*ASSIGNMENT:*
Reproduce the entries that follow exactly, dropping each image.

++++ TASK DATA

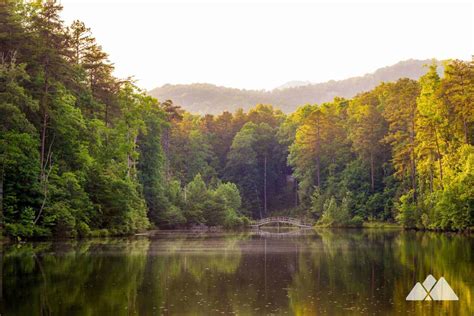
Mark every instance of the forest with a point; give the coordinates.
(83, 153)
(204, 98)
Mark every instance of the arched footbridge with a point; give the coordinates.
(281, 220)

++++++++

*SOLUTION TO THIS TASK:*
Mark every instance of the forest with a point; give the coordinates.
(83, 153)
(204, 98)
Mark every instance of the arched footbridge with a point; give the coordinates.
(281, 220)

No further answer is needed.